*Text under study*.

# Where do we start?



## Ernie2008 (Jul 21, 2004)

Hiya - we've just had our 8th failed attempt at IVF using our own Egg and Sperm - all grade 1 or 2 embryos - no apparant reason why it keeps failing la la la .......  Anyway, we are at the end of our tether with it all now and are just starting to go through other options - strangely - I went on the egg share programme the first time we did IVF and it worked for my recipeint - she had a little boy which is great - bit ironic that we are now starting to consider egg donation ourselves.

Can anyone help - we don't know where to start or where to go for help.  A number of my friends have been to spain and been successful but they are both dark haired with darker features - we're very fair and blonde and would want a donar with similar colouring etc ... how specific can you be and how well matched are you (if you are lucky enough to get matched?)


----------



## indekiwi (Dec 23, 2008)

Ernie, it depends on how quickly you want to move using donor eggs, and whether cost and ID release are big issues for you.  If you are based in or near London and want ID release, then you might want to look at CRM (there is another thread on this board detailing donor egg recipients at this clinic).  The wait list is 3 - 6 months.  From what I have seen, there is little wait required in Spain and Cyprus but the cost is similar to the UK and there is no ID release.  I was told that getting a match (I'm blonde and green eyed) would be straightforward in both places.  A lot of people go to Reprofit in Czech, but there is a wait list now as tx is relatively cheap and their stats are great.  Serum in Greece might also be an option.

*Information shown*.
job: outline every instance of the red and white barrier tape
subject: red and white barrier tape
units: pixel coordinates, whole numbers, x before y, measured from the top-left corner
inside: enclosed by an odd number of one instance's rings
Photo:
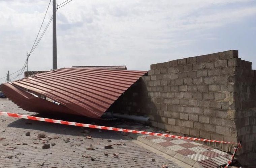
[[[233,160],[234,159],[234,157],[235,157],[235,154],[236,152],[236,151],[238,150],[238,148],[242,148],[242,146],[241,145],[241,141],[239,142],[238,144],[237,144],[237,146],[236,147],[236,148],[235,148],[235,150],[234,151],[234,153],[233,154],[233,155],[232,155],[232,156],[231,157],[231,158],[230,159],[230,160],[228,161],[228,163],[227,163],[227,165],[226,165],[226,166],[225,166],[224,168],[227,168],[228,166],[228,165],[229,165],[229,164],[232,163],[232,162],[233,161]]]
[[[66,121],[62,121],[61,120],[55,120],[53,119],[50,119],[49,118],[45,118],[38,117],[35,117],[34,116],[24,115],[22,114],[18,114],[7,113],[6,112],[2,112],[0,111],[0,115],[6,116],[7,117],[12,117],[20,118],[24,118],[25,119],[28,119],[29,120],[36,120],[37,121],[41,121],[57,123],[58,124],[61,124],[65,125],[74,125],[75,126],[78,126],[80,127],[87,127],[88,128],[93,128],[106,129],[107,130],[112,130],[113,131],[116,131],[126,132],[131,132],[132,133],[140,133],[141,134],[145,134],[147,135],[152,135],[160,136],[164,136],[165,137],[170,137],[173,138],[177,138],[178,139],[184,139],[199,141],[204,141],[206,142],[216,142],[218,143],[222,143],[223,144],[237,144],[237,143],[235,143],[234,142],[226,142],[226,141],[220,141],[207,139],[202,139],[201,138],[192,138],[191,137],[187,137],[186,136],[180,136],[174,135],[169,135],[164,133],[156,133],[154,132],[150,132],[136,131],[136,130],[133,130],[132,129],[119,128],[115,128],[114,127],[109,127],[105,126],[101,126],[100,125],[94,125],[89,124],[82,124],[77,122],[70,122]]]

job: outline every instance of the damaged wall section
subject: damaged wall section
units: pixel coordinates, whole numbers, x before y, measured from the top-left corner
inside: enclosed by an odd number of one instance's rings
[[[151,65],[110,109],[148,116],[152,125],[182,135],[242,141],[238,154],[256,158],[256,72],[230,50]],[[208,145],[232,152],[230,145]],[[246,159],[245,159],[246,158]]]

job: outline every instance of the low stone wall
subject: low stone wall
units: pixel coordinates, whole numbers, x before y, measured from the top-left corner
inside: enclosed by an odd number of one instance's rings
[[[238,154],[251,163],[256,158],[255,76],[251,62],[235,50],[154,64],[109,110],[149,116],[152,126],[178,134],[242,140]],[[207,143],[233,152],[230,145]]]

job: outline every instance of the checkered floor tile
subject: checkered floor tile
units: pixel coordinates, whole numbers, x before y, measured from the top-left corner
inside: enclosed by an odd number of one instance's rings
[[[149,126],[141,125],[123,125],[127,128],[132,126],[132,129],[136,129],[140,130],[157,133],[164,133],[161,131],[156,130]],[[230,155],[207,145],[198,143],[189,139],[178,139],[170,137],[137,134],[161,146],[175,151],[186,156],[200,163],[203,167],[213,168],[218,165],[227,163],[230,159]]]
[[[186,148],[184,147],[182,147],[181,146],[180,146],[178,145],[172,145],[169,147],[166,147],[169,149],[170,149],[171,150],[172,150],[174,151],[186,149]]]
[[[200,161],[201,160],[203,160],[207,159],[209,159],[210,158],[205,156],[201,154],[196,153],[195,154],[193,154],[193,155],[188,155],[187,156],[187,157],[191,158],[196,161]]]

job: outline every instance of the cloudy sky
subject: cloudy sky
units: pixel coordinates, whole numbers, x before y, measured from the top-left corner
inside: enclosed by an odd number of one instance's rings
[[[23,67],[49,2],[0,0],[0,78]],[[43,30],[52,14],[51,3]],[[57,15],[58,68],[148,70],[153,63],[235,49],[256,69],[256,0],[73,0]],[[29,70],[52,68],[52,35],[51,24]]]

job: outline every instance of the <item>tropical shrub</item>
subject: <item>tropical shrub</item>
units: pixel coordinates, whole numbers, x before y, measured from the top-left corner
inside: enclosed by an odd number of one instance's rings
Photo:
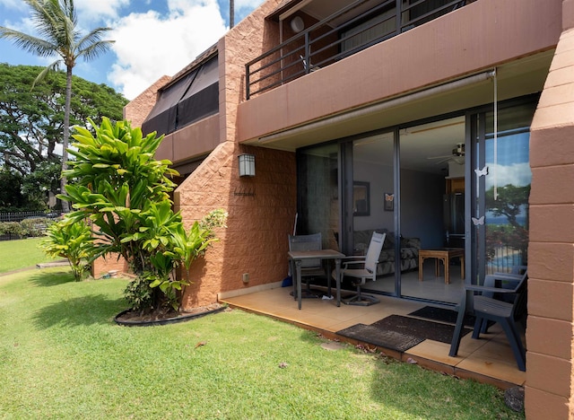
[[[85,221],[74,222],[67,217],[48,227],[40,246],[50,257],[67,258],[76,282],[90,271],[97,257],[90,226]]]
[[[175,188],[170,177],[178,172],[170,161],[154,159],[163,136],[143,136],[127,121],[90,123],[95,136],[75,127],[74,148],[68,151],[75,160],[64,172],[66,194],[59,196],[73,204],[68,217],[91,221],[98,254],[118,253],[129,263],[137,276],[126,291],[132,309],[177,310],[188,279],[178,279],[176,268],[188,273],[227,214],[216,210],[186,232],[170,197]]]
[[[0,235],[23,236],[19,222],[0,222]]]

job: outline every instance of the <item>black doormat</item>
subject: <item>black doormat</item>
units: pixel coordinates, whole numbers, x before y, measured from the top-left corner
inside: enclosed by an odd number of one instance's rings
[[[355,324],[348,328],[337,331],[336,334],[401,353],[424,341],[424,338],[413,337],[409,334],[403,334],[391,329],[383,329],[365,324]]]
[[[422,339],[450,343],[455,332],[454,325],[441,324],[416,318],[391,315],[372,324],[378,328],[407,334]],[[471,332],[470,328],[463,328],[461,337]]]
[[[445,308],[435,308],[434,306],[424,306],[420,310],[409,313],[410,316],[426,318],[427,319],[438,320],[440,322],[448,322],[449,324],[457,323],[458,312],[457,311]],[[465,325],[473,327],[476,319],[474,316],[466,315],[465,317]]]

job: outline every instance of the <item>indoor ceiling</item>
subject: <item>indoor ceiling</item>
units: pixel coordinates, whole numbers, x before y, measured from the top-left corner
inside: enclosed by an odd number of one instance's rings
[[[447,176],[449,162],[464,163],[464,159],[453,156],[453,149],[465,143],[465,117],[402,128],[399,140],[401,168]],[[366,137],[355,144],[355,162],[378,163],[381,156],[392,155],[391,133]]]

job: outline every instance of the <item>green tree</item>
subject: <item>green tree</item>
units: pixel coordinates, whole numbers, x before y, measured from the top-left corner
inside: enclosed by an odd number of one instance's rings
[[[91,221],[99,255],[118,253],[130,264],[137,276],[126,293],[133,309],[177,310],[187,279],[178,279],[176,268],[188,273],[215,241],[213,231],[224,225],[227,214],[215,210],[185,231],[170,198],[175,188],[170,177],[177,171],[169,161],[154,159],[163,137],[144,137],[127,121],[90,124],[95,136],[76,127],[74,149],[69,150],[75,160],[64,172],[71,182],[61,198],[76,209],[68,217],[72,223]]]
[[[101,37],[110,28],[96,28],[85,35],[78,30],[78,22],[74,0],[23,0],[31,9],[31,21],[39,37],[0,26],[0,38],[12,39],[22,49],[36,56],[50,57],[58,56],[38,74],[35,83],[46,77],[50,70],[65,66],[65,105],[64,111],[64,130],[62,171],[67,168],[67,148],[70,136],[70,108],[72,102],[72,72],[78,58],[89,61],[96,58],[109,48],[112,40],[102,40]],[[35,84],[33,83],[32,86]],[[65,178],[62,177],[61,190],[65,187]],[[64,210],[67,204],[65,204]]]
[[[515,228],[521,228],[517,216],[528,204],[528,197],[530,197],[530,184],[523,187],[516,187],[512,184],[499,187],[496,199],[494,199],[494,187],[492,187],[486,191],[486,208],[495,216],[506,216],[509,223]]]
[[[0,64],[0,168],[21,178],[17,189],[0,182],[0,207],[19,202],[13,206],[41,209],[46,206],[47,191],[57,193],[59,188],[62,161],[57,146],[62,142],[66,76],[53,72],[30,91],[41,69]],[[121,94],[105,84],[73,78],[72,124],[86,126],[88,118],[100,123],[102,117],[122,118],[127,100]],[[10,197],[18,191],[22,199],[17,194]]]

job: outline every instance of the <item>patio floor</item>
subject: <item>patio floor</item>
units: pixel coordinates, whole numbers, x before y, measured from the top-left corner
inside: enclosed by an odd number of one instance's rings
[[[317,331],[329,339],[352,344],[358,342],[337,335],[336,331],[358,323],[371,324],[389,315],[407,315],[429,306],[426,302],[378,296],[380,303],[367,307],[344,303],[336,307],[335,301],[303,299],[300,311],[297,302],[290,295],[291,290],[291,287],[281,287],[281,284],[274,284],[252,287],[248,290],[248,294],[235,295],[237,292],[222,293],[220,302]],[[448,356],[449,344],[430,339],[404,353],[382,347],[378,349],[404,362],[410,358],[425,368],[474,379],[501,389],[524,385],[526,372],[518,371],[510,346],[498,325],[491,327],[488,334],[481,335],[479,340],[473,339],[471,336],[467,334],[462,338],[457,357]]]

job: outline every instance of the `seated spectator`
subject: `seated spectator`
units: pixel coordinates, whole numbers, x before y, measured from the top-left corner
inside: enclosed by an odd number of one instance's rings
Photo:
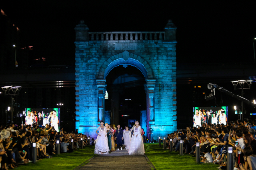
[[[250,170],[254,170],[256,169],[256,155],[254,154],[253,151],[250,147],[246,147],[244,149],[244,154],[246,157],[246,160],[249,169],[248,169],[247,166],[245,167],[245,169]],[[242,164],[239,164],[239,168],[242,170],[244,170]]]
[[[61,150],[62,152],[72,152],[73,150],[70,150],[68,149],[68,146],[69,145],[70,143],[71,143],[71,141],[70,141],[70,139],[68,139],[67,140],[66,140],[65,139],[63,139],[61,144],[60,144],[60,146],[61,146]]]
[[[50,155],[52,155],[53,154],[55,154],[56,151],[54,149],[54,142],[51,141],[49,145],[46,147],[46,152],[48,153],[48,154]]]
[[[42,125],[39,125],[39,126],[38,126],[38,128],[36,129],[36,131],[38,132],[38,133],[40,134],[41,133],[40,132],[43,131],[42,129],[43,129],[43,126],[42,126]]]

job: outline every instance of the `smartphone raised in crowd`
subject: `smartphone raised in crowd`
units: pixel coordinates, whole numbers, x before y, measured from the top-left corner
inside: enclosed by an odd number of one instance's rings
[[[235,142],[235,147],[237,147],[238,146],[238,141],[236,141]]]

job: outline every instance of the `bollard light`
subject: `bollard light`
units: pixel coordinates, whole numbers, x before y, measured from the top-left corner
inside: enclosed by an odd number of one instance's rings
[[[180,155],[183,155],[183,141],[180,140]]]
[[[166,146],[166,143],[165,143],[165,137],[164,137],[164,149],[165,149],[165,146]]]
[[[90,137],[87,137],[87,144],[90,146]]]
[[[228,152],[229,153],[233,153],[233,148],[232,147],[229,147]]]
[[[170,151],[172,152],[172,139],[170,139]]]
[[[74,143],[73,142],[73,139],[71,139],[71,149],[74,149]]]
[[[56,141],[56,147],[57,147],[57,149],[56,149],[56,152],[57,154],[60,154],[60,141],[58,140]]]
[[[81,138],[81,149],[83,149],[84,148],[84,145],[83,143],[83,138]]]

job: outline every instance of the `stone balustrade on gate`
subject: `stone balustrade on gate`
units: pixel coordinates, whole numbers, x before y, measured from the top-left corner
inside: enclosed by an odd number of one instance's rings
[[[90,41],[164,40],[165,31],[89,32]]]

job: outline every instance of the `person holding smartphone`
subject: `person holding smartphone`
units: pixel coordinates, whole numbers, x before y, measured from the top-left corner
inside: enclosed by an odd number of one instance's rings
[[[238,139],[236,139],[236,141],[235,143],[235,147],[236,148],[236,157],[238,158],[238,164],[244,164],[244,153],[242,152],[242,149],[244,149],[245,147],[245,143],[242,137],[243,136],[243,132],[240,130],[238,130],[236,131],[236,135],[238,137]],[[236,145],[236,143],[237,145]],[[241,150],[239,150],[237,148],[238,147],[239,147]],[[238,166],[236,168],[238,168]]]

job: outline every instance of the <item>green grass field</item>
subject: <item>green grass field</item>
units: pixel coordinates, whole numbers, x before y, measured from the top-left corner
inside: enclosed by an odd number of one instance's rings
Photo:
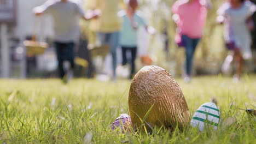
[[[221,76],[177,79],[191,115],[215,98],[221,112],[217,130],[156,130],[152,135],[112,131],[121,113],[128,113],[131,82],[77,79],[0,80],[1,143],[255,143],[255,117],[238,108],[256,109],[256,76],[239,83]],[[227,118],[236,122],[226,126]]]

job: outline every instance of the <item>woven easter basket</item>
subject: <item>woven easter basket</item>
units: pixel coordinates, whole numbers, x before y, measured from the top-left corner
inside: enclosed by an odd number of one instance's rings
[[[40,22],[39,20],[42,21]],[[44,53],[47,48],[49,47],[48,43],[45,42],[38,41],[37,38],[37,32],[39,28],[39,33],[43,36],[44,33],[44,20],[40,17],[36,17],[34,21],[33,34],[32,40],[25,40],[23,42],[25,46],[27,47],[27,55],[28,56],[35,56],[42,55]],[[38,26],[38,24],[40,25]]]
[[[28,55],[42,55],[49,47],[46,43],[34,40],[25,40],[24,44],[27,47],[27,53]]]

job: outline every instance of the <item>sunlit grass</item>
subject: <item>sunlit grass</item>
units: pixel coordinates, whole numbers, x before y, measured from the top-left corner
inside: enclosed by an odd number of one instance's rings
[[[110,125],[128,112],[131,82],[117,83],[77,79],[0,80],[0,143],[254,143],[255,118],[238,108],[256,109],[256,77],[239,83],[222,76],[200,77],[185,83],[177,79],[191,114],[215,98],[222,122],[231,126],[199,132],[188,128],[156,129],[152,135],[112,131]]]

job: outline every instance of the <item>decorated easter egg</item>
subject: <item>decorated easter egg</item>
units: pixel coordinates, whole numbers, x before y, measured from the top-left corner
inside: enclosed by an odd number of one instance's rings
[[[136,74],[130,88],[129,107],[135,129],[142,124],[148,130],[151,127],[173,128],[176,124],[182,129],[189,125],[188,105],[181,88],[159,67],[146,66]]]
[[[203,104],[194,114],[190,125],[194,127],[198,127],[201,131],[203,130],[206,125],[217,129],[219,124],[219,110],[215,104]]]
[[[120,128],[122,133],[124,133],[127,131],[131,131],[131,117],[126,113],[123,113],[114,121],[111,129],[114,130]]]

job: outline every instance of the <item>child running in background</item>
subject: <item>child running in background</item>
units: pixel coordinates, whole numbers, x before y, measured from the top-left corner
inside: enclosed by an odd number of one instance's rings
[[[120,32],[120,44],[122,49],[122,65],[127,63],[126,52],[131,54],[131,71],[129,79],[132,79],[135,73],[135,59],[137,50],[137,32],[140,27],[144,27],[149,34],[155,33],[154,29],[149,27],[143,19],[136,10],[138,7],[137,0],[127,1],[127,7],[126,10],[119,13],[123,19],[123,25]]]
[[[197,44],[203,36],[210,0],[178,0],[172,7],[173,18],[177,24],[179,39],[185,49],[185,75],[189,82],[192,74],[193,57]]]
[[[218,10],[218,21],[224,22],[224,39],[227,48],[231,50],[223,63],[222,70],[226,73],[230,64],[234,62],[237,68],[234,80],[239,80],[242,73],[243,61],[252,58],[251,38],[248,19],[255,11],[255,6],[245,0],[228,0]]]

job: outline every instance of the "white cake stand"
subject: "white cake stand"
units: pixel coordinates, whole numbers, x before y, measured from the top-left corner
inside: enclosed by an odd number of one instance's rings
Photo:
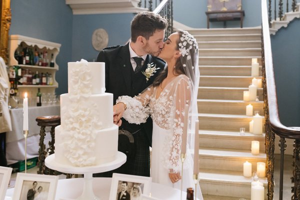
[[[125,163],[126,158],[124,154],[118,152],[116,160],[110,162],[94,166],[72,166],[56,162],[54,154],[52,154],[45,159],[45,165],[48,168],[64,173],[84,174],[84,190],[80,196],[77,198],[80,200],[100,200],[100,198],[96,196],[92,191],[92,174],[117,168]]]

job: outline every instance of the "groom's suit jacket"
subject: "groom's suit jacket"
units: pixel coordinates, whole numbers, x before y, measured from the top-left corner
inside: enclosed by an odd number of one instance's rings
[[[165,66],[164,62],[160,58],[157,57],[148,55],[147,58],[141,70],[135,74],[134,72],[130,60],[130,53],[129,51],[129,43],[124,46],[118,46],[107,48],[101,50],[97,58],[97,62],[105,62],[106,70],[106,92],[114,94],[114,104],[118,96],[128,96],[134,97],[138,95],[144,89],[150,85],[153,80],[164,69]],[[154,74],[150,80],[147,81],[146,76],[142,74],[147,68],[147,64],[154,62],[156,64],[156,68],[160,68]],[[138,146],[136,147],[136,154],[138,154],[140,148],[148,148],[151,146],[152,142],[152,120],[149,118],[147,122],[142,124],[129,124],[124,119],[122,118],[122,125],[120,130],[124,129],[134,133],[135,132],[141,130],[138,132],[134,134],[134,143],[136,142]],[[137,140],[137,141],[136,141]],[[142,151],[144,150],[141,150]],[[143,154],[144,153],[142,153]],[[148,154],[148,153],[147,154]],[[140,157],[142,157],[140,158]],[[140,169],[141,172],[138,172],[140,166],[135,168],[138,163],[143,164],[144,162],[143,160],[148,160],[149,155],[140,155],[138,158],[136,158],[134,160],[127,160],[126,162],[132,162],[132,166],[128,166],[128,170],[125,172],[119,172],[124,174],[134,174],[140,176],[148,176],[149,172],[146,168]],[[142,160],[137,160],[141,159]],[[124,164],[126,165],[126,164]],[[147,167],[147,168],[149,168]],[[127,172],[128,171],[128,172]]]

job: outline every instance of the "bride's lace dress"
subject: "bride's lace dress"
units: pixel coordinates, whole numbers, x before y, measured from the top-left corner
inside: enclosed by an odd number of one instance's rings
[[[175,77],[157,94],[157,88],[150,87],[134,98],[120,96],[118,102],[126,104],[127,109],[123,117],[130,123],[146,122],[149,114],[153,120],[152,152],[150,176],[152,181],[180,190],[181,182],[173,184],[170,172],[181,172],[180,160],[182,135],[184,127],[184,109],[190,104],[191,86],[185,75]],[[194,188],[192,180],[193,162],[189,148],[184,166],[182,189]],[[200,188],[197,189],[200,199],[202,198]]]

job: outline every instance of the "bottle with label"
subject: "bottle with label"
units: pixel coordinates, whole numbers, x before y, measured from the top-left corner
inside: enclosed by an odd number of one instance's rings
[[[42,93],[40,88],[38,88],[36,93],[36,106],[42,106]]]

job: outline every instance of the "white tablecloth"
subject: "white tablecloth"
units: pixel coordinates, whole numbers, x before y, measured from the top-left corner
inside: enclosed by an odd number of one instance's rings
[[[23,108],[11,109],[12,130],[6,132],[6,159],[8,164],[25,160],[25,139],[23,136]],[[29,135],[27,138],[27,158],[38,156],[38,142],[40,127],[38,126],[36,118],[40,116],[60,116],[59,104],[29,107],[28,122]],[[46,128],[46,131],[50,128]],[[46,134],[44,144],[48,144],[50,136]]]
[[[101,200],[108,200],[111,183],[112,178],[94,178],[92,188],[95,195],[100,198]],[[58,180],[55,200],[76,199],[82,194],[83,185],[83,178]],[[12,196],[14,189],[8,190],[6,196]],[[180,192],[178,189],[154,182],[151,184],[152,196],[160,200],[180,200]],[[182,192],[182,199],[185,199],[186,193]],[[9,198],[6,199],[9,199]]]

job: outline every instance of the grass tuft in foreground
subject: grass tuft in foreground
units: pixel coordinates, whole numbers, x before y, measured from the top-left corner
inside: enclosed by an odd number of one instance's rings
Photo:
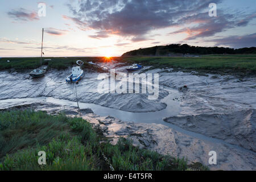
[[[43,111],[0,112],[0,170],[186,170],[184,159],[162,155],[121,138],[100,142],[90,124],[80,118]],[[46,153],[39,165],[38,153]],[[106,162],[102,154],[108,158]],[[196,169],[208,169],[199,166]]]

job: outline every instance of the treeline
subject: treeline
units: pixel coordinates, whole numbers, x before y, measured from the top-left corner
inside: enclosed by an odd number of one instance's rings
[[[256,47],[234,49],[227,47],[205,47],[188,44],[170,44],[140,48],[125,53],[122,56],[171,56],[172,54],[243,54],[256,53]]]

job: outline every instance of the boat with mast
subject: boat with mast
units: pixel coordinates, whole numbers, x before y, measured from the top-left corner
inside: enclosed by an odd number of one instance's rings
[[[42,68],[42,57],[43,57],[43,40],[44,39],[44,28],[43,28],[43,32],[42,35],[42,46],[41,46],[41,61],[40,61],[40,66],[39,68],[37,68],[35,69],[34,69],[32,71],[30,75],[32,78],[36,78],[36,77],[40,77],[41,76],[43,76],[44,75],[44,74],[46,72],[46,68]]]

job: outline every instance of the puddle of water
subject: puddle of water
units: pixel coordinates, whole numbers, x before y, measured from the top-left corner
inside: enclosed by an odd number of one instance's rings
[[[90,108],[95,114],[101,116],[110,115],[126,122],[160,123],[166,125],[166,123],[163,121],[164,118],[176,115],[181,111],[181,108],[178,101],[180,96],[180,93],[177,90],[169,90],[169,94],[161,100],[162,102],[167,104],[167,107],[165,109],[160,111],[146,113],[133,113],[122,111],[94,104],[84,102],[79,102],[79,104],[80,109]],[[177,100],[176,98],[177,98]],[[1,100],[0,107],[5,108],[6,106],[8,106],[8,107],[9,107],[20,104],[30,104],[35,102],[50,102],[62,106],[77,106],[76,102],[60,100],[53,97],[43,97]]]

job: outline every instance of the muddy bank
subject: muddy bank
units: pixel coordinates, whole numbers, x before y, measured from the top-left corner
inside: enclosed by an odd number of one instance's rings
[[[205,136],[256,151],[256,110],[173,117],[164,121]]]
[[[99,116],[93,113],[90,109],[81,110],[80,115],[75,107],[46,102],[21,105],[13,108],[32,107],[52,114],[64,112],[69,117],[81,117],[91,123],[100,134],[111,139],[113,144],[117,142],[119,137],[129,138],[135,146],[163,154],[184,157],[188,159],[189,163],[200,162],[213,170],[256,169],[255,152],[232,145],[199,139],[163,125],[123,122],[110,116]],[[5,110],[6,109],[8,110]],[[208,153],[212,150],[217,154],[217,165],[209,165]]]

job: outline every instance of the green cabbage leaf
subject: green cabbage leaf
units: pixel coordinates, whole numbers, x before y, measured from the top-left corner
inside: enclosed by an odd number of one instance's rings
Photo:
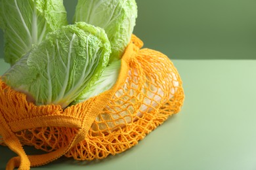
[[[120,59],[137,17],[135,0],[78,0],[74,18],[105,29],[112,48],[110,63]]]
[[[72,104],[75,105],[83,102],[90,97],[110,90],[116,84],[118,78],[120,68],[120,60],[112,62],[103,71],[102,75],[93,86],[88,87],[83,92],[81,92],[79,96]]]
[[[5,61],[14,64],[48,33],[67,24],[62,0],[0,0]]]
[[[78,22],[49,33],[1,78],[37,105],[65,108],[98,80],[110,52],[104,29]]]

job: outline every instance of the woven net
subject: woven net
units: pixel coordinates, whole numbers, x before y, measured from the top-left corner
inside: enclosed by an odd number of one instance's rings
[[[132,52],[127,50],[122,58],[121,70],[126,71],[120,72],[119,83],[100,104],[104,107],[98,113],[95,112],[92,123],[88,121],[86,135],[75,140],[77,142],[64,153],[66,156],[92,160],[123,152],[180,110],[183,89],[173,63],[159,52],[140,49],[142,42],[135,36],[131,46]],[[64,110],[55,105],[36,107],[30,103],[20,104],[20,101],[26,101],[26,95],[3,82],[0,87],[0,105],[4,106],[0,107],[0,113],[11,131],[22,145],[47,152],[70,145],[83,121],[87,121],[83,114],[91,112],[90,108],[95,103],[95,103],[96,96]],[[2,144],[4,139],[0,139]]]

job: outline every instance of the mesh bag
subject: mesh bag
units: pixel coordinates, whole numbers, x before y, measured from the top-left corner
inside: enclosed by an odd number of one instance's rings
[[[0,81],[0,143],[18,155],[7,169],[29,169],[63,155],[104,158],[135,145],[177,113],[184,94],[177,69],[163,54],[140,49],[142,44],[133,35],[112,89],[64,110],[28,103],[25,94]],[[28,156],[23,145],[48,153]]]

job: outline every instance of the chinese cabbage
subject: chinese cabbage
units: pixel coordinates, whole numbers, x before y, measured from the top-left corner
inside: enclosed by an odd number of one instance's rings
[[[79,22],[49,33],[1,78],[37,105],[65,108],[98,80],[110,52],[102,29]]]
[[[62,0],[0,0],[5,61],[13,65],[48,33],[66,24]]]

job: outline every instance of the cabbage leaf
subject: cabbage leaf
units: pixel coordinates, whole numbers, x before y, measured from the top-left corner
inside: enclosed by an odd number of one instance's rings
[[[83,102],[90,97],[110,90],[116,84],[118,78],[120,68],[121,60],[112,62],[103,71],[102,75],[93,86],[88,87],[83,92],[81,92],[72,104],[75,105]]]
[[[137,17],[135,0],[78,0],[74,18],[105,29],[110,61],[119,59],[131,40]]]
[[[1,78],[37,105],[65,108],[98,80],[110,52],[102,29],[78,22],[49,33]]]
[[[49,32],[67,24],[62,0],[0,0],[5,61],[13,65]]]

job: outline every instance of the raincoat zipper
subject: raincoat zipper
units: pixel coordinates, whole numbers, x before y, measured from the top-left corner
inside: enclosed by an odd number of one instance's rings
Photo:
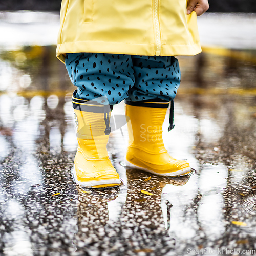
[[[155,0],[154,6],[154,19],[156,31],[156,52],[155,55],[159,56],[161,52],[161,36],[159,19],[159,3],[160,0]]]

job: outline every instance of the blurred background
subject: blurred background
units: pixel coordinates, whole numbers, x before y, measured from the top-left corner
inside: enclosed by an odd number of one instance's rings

*Work to be completed*. Edit the forum thread's passage starting with "Ernie, it depends" and going on through "be an option.", changing "wait list" to "waiting list" throughout. The records have no connection to the forum thread.

*Response to this exercise*.
Ernie, it depends on how quickly you want to move using donor eggs, and whether cost and ID release are big issues for you.  If you are based in or near London and want ID release, then you might want to look at CRM (there is another thread on this board detailing donor egg recipients at this clinic).  The waiting list is 3 - 6 months.  From what I have seen, there is little wait required in Spain and Cyprus but the cost is similar to the UK and there is no ID release.  I was told that getting a match (I'm blonde and green eyed) would be straightforward in both places.  A lot of people go to Reprofit in Czech, but there is a waiting list now as tx is relatively cheap and their stats are great.  Serum in Greece might also be an option.